▸ **Cuplikan Teks**:
Bumi dan air dan kekayaan alam yang terkandung di dalamnya di
kuasai oleh Negara dan di pergunakan untuk sebesar-besarnya kemakmuran rakyat.
4.
Sumber-sumber Kekayaan dan keungan Negara digunakan dengan
permufakatan lembanga-lembaga Perwakilan Rakyat, serta pengawasan terhadap
kebijaksanaannya ada pada lembaga-lembaga Perwakilan Rakyat pula.
5.
Warga negara memiliki kebebasan dalam memilikh dalam memilih
pekerjaan yang dikehendaki serta mempunyai hak dan penghidupan yang layak.
6.
Hak milik perorangan diakui dan dimanfaatjannya tidak boleh
bertentangan dengan kepentingan masyarakat.
7.
Potensi, inisiatif dan daya kreasi warga Negara
diperkembangkan sepenuhnya dalam batas-batas yang tidak merugikan kepentingan
umum.
8.
Fakir miskin dan anak-anak terlantar dipelihara oleh Negara.

▸ **Tugas 1**: Ketik ulang seluruh bagian cuplikan teks tentang kekayaan negara dan hak warga negara, mulai dari "Bumi dan air" hingga "penghidupan yang layak.".
▸ **Tugas 2**: Lanjutkan cuplikan teks tentang kekayaan negara dan hak warga negara, dimulai sesudah kalimat terakhirnya.
Daftar berikut merupakan bahan tersendiri yang terpisah dari cuplikan teks tentang kekayaan negara dan hak warga negara.

▸ **Data yang Diberikan**:
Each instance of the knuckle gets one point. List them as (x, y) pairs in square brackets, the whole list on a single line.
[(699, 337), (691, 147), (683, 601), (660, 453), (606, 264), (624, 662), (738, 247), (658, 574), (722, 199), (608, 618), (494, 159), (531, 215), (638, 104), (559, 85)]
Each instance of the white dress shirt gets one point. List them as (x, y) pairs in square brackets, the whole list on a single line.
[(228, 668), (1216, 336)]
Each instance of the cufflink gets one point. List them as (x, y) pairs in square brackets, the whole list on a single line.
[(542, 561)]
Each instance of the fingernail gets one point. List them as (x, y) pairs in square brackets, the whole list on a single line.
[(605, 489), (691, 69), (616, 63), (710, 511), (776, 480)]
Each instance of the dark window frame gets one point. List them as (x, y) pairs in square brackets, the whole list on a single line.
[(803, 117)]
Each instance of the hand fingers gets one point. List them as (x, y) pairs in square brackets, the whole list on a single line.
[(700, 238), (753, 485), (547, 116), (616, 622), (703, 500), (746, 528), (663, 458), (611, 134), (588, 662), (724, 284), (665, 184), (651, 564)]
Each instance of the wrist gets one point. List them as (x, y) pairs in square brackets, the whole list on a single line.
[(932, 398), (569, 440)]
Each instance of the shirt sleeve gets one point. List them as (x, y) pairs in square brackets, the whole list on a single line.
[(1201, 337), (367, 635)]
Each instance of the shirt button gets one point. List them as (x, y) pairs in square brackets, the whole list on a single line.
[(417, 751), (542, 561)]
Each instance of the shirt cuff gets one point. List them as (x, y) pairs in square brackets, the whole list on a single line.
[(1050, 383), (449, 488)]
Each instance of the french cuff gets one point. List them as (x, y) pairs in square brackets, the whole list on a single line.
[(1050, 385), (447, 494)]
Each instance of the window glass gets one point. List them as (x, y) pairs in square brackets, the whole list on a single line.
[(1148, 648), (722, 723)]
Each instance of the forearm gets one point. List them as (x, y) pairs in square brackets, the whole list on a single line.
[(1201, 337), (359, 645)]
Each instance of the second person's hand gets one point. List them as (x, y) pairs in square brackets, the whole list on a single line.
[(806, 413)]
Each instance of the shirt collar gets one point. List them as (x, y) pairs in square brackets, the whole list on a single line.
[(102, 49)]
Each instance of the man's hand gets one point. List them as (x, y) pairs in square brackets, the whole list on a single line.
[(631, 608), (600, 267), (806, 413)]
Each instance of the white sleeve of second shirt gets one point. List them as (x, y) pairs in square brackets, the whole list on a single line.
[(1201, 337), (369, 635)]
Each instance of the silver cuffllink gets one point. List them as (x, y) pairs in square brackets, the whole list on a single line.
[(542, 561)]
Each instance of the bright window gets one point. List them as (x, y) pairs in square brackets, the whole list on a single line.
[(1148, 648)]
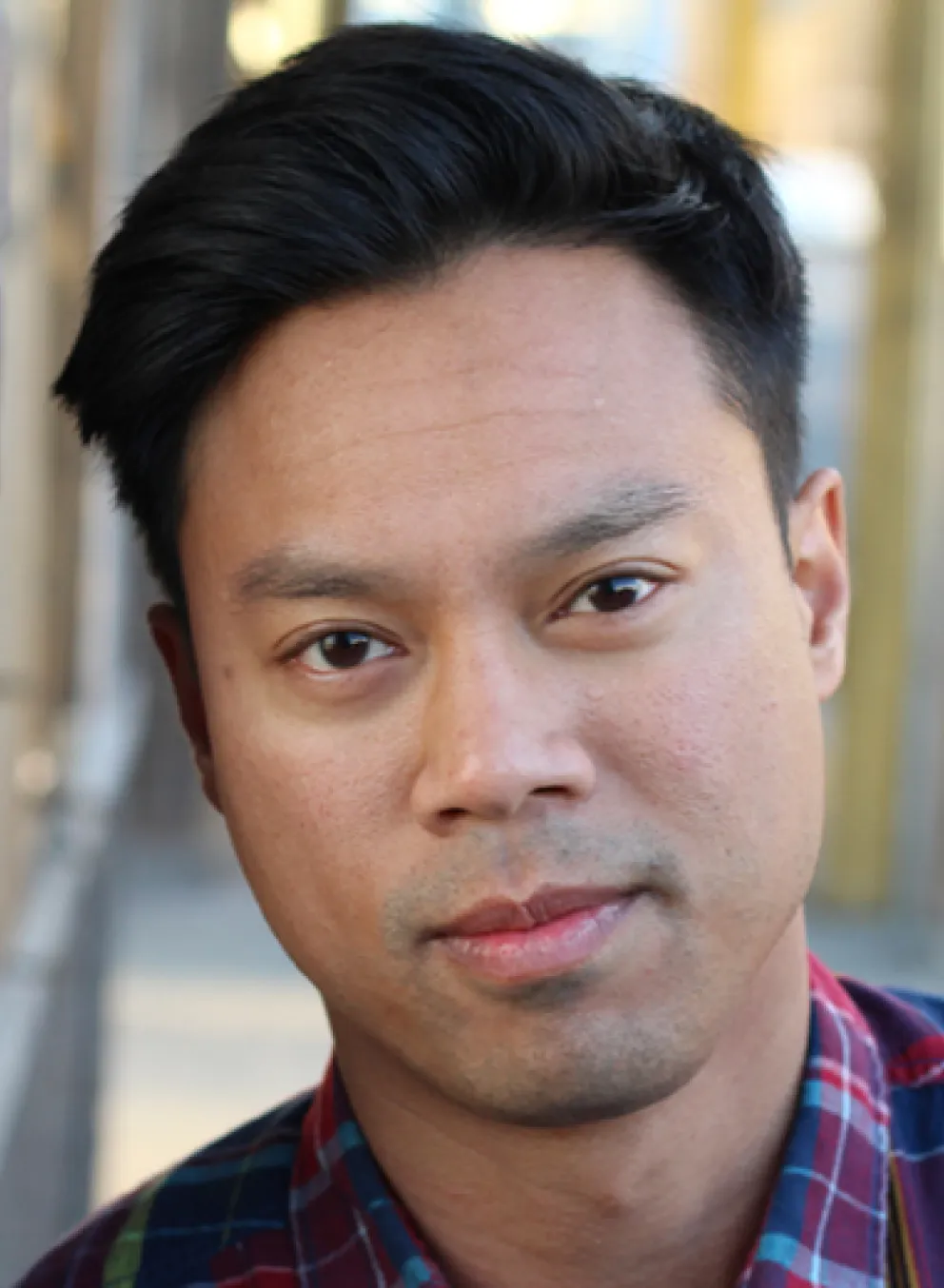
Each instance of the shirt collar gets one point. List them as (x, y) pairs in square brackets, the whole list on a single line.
[(826, 1221)]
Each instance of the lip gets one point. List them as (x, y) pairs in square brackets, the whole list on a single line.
[(555, 931), (547, 903)]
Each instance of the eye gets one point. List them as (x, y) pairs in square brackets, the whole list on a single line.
[(343, 651), (613, 594)]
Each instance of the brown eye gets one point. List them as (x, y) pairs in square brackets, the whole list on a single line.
[(613, 594), (344, 651)]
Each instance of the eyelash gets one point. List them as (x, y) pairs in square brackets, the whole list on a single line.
[(370, 634)]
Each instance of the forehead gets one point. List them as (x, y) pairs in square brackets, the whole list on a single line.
[(517, 381)]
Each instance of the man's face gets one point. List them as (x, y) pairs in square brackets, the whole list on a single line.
[(506, 691)]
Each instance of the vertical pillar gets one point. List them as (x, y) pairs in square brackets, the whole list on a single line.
[(885, 789), (739, 89)]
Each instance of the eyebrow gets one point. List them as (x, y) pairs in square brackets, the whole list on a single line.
[(295, 572)]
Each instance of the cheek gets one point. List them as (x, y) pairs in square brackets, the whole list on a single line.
[(724, 747), (313, 819)]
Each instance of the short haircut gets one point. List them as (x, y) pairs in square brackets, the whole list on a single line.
[(380, 156)]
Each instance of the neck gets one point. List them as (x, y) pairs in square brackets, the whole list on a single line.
[(603, 1204)]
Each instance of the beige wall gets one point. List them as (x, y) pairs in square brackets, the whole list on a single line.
[(25, 444), (816, 71)]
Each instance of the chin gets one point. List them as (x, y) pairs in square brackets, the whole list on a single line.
[(579, 1092)]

▸ **Jawaban Tertulis 1**:
Bumi dan air dan kekayaan alam yang terkandung di dalamnya di
kuasai oleh Negara dan di pergunakan untuk sebesar-besarnya kemakmuran rakyat.
4.
Sumber-sumber Kekayaan dan keungan Negara digunakan dengan
permufakatan lembanga-lembaga Perwakilan Rakyat, serta pengawasan terhadap
kebijaksanaannya ada pada lembaga-lembaga Perwakilan Rakyat pula.
5.
Warga negara memiliki kebebasan dalam memilikh dalam memilih
pekerjaan yang dikehendaki serta mempunyai hak dan penghidupan yang layak.

▸ **Jawaban Tertulis 2**:
Sebaliknya, dalam
Domokrasi Ekonomi harus dihindari timbulnya ciri-ciri negatif sebagai berikut :
- Sistem free Fight
Liberalime yang membutuhkan eksploitasi terhadap manusia dan bangsa lain
yang dalam sejarahnya di Indonesia telah menimbulkan dan mempertahankan
kelemahan stuctural posisi Indonesia dalam ekonomi dunia.
- Sistem etatisna dalam
nama Negara beserta aparatur ekonomi Negara bersifat dominant serta
mendesak dan mematikan potensi dan daya kreasi unit-unit ekonomi sector Negara.
- Pemusatan kekuatan
ekonomi pada suatu kelompok dalam bentuk monopoli yang merugikan
masyarakat.
Dalam mengembangkan
kopresi, Presiden mengatakan dalam pidato kenegaraan tanggal 16 Agustus 1983 :
“Dalam rangka mendorong prakarsa dan partisipasi rakyat itu, pengembangan
koperasi merupakan usaha yang tidak bisa ditawar-tawar lagi dalam tanggung
jawab kita bersama untuk melaksanakan semangat dan kehendak pasal 33 UUD. Dalam
Repelita IV koperasi harus semakin l;uas dan berakar alam masyarakat, sehinga koperasi
secara bertahap dapat menjadi salah satu sokoguru perekonomian nasional kita.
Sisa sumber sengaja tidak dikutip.